[Aim of the exercise]: Please print, word for word, every line from the one that contains "Indicate every instance of the woman" through the last line of the records, and nothing else.

(Source data)
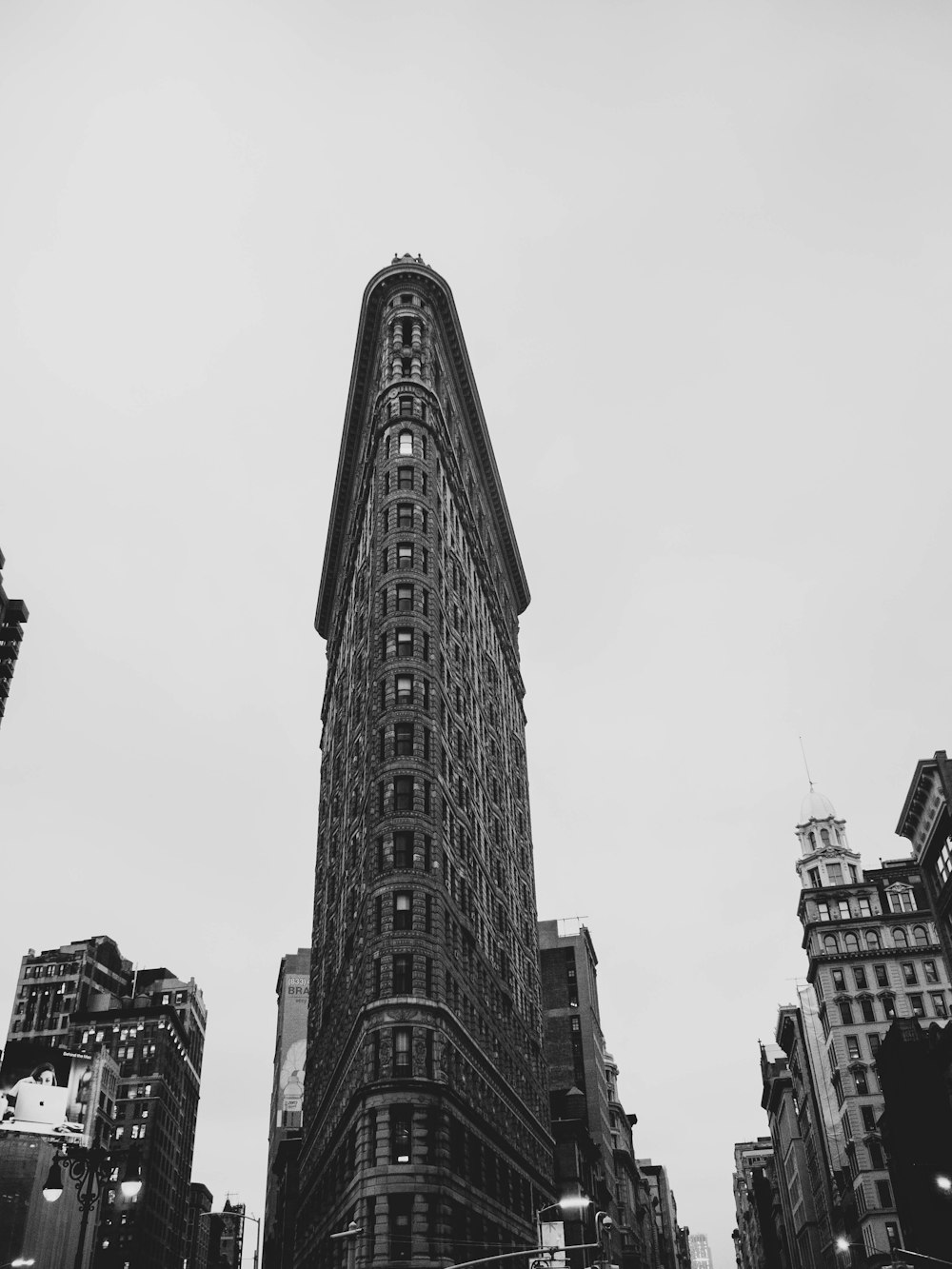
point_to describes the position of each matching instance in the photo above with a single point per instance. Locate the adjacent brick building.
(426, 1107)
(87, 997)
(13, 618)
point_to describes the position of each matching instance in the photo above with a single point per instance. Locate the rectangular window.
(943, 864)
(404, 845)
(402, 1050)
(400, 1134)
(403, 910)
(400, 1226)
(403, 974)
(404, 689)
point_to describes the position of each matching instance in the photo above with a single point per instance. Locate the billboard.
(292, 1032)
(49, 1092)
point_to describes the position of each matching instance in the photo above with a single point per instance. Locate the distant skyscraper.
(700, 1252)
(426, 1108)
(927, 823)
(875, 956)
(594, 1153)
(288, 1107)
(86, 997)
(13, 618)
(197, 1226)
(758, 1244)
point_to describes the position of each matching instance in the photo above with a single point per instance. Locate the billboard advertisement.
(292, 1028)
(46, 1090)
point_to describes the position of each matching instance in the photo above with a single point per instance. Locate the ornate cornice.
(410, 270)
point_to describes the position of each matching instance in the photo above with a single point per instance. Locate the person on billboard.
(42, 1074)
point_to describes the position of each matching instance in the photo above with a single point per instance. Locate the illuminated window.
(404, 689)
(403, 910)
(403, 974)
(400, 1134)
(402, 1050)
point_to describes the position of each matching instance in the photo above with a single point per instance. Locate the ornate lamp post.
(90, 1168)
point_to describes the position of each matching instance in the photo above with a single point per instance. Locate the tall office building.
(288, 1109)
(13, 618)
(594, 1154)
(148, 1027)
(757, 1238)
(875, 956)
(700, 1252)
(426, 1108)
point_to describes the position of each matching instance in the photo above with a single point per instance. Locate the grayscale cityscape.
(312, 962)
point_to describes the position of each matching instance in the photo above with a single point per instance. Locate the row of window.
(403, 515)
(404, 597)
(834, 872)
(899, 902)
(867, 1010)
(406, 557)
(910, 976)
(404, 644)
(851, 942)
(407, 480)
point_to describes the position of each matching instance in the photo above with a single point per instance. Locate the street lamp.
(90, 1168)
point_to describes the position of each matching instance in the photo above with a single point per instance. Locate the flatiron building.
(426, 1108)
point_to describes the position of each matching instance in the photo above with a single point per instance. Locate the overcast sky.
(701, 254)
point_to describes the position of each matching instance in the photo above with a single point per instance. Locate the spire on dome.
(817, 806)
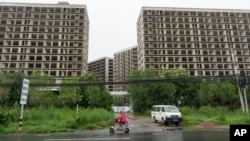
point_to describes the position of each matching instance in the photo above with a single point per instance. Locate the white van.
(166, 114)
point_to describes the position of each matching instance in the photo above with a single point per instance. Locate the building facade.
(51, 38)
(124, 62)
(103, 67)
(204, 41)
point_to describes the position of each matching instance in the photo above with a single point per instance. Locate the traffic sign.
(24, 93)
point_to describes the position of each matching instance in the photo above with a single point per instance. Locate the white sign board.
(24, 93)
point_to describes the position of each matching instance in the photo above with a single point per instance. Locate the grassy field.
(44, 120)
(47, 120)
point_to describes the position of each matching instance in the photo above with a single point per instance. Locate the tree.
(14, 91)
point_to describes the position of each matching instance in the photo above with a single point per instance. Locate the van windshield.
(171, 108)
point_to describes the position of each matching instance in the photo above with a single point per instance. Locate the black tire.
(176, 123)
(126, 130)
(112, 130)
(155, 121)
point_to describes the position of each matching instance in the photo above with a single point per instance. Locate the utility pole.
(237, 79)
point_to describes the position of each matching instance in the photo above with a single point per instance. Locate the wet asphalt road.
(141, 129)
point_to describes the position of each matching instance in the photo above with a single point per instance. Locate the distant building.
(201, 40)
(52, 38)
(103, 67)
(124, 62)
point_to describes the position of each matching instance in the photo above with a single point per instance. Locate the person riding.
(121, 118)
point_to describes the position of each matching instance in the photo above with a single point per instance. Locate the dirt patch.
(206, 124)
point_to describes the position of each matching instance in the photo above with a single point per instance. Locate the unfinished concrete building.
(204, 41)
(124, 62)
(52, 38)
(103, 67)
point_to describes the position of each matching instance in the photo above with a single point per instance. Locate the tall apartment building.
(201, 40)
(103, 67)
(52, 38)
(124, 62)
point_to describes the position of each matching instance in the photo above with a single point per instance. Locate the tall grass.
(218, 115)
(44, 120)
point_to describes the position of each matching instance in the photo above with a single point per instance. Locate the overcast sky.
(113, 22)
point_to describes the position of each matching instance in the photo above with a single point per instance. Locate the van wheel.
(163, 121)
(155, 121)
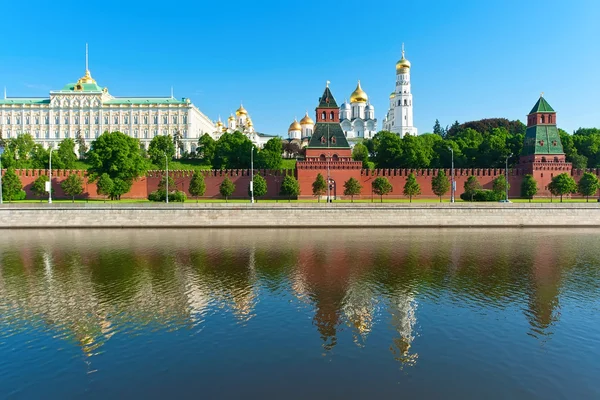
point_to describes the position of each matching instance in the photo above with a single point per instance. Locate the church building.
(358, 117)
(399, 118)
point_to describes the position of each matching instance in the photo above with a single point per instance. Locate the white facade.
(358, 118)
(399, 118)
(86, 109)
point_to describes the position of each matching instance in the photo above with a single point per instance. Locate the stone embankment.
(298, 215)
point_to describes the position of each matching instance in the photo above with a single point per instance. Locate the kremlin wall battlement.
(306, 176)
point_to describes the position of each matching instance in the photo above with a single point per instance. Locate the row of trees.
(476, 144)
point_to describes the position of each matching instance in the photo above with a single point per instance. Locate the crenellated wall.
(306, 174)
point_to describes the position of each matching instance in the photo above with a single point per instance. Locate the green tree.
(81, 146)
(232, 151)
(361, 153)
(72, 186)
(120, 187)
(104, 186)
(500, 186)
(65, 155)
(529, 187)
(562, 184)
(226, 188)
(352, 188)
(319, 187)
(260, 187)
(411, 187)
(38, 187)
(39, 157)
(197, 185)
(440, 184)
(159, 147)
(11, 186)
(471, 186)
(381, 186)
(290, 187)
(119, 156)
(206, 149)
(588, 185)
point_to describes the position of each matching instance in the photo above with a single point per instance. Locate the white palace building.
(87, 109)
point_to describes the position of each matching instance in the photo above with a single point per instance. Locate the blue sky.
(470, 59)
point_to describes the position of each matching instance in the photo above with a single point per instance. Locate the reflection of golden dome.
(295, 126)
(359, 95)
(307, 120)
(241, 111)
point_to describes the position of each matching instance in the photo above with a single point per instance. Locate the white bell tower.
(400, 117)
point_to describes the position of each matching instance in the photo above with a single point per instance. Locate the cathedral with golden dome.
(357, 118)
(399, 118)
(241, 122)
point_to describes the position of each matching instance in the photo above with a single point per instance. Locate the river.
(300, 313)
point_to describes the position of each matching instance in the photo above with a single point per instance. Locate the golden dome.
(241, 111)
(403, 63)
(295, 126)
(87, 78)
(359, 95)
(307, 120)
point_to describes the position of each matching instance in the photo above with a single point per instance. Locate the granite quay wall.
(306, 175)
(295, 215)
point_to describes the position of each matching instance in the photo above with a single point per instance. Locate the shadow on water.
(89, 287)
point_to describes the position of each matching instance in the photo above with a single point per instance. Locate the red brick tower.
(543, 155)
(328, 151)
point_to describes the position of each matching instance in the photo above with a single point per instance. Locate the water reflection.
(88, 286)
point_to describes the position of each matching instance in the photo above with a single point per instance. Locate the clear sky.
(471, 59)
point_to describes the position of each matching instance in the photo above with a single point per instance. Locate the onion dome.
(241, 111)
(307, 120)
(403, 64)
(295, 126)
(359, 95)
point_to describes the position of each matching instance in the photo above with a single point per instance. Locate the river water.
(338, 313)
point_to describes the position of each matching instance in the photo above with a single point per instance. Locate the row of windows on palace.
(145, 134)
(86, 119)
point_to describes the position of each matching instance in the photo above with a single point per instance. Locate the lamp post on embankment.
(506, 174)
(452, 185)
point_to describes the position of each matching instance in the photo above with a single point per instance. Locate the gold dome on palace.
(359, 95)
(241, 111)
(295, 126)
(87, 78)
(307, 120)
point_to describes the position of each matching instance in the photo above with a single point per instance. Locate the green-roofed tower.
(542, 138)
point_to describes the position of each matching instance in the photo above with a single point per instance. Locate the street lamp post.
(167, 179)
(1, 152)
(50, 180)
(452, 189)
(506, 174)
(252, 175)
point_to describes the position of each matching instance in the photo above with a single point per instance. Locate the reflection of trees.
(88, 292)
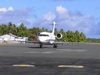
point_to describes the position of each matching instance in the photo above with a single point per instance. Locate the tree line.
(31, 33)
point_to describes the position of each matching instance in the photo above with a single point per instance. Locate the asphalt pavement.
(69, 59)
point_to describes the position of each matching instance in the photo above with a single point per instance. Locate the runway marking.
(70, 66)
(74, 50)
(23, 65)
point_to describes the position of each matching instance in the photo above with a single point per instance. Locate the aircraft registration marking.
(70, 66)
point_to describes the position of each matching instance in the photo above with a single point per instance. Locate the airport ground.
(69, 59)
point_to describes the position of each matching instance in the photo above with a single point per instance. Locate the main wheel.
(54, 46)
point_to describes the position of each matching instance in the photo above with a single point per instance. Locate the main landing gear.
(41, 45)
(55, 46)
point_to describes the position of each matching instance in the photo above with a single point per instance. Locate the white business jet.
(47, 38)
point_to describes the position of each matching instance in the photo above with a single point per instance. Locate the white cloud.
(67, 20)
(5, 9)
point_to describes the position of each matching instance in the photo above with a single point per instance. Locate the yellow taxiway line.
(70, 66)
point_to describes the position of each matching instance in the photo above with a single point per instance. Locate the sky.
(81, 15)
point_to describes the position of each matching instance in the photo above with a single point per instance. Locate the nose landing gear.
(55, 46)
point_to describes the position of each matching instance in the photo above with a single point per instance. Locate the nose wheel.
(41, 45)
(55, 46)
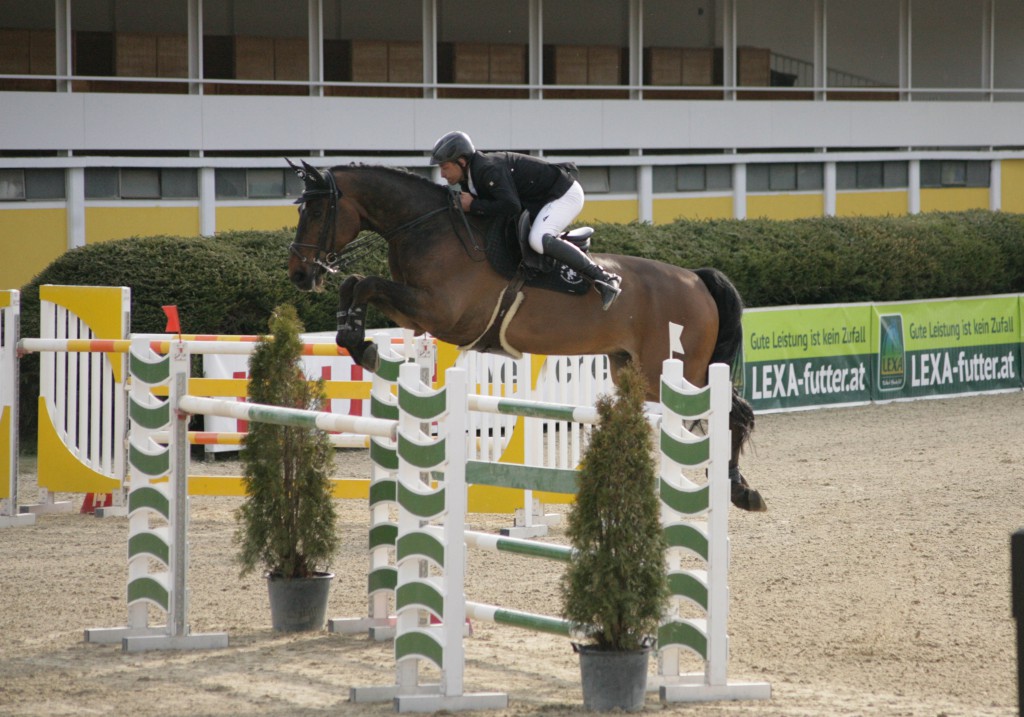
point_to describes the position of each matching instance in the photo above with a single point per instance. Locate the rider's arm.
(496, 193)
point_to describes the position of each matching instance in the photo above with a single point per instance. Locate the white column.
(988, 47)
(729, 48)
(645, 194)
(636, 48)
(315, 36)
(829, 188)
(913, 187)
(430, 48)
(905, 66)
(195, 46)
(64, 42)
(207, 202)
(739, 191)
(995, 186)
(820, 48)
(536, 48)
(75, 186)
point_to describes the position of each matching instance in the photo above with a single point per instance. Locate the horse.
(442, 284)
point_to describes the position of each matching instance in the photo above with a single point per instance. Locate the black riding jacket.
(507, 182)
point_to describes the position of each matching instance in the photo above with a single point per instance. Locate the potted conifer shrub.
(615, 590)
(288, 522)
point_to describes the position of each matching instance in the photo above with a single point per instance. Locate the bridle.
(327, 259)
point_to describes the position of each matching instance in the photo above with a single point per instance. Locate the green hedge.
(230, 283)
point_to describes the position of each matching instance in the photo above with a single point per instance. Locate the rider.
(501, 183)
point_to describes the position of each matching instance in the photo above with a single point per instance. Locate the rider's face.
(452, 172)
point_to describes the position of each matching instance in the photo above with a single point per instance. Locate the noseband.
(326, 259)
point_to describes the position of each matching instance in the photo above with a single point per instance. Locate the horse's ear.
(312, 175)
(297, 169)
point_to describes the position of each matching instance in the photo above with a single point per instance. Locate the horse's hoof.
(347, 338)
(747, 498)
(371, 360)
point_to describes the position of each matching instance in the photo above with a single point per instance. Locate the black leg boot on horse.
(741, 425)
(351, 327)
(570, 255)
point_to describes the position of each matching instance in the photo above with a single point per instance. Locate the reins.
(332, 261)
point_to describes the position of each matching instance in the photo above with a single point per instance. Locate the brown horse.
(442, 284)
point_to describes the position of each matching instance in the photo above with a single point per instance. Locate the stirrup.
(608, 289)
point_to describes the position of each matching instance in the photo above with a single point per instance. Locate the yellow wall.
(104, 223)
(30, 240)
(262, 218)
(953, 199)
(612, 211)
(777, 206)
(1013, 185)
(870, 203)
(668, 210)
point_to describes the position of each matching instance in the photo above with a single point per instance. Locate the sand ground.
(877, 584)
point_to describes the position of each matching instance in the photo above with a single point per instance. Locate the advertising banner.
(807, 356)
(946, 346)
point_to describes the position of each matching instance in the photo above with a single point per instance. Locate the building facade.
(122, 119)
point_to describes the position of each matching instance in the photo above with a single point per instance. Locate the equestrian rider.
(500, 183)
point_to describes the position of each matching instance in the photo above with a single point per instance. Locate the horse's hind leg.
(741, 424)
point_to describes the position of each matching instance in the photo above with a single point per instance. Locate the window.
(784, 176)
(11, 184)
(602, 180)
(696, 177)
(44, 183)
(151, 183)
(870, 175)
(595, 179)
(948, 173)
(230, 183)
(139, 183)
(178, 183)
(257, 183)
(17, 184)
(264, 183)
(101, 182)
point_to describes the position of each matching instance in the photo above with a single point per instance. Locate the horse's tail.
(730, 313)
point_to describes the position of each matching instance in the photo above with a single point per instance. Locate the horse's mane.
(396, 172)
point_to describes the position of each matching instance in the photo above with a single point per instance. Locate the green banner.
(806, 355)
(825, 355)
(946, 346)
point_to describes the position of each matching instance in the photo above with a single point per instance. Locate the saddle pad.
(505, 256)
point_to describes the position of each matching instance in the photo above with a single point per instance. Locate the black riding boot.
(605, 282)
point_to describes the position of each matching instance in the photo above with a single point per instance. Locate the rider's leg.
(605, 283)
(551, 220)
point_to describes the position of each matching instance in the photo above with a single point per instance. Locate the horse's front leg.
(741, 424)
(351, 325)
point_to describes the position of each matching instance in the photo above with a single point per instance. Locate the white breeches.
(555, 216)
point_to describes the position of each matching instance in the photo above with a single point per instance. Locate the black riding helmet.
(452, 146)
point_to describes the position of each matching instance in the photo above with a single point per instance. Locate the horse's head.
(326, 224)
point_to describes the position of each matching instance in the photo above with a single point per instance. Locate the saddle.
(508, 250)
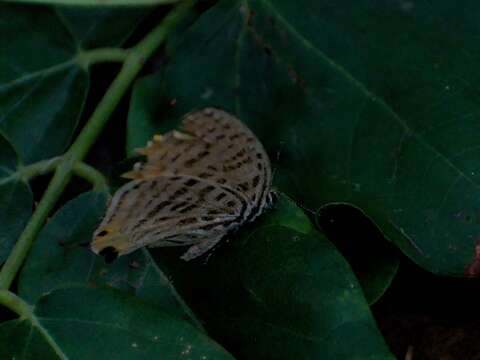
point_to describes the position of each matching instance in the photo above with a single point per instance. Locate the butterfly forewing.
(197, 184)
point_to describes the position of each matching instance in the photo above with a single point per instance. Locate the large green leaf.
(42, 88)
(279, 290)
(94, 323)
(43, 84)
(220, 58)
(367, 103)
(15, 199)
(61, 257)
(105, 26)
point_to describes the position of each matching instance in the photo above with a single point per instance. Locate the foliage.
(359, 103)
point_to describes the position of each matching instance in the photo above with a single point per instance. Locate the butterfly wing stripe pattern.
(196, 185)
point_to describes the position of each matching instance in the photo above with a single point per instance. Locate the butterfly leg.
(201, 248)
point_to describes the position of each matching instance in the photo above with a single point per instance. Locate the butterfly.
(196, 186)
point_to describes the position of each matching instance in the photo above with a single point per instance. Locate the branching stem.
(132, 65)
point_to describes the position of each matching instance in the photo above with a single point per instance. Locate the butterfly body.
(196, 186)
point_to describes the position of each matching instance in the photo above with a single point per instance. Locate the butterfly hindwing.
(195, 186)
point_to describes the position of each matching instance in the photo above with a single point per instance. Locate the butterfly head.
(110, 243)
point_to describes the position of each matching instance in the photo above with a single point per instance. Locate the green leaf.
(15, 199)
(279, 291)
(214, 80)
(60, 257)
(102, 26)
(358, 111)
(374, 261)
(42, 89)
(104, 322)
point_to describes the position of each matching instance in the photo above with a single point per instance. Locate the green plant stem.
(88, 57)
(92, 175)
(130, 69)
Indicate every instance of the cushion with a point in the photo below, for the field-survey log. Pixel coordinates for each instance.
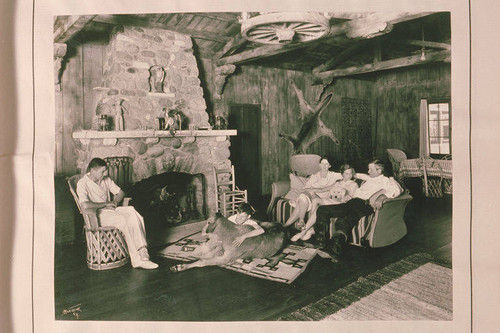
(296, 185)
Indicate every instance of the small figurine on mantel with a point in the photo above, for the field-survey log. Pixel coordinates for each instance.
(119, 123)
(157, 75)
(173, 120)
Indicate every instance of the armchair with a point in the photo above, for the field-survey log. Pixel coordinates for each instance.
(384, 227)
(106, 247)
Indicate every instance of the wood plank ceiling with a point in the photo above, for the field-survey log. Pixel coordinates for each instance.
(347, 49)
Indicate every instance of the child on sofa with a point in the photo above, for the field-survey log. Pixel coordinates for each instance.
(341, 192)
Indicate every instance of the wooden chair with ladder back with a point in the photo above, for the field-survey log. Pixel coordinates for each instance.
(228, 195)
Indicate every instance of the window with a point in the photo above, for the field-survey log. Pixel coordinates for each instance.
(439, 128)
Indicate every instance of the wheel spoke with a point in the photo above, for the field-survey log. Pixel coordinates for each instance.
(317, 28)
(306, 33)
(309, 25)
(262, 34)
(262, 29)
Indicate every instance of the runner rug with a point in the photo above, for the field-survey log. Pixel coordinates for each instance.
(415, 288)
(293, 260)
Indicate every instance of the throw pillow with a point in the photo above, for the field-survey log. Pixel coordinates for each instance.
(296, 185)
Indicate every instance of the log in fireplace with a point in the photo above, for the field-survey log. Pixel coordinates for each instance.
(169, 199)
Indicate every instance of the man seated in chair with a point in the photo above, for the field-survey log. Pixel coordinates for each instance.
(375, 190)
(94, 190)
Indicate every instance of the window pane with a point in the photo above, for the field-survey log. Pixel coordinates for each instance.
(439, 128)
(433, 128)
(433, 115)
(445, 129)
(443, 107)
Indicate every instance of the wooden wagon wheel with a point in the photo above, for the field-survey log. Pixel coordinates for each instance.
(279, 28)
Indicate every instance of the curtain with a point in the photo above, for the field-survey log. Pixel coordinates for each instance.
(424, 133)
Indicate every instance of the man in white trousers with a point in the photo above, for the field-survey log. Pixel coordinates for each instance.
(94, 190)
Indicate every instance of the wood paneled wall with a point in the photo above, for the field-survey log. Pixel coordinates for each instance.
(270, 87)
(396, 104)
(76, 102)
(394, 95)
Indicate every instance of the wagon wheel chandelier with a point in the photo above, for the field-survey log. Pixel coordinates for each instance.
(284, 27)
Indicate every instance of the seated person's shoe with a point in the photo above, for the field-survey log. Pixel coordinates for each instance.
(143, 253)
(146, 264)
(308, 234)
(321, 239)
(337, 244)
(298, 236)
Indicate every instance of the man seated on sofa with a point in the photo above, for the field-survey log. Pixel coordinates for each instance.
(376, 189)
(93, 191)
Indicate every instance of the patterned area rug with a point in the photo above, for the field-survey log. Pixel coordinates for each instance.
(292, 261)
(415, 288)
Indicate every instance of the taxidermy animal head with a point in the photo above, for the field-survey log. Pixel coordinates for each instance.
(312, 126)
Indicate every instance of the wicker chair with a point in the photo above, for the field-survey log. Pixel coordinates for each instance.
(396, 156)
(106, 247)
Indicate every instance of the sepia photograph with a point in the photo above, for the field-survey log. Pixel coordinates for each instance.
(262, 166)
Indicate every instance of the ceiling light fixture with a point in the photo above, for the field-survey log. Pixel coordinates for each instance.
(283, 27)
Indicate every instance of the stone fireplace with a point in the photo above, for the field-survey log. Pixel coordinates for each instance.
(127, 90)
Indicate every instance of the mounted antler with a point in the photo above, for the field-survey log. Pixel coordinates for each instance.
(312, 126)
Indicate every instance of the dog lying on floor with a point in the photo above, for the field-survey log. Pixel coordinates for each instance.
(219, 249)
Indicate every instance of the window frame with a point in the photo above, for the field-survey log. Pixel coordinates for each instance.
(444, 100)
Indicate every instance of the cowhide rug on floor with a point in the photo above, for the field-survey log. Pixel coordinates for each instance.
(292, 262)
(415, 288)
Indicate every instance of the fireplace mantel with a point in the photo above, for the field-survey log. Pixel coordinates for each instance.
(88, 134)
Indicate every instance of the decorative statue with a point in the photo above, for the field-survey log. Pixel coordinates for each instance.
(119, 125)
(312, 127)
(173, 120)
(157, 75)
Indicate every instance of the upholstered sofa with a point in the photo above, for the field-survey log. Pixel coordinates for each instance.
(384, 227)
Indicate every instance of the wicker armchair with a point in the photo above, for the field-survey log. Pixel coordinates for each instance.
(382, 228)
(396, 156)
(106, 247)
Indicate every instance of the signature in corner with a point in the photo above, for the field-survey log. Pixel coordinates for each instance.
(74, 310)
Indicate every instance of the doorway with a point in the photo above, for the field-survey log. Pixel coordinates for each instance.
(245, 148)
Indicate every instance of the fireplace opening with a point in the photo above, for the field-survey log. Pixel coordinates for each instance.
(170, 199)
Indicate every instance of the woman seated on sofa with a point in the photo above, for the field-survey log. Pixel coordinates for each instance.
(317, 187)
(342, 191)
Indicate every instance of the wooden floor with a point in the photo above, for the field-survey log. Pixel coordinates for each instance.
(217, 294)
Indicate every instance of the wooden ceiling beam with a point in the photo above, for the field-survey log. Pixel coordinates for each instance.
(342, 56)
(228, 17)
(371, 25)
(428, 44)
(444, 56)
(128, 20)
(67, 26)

[Answer box]:
Indicate every instance of the woman seated on sofa with a point in the photo above, for the field-survey log. Pixel coordinates for each instance.
(317, 187)
(342, 191)
Indicate every instance of the wooden floor with a point in the photo above, for the field-survey log. Pixel coordinates for each instance.
(217, 294)
Indicate every instance of the wooden ceiling beam with a point in the photo above, for the field-survey log. Pixel coordinates for each instance.
(342, 56)
(228, 17)
(371, 25)
(428, 44)
(444, 56)
(128, 20)
(67, 26)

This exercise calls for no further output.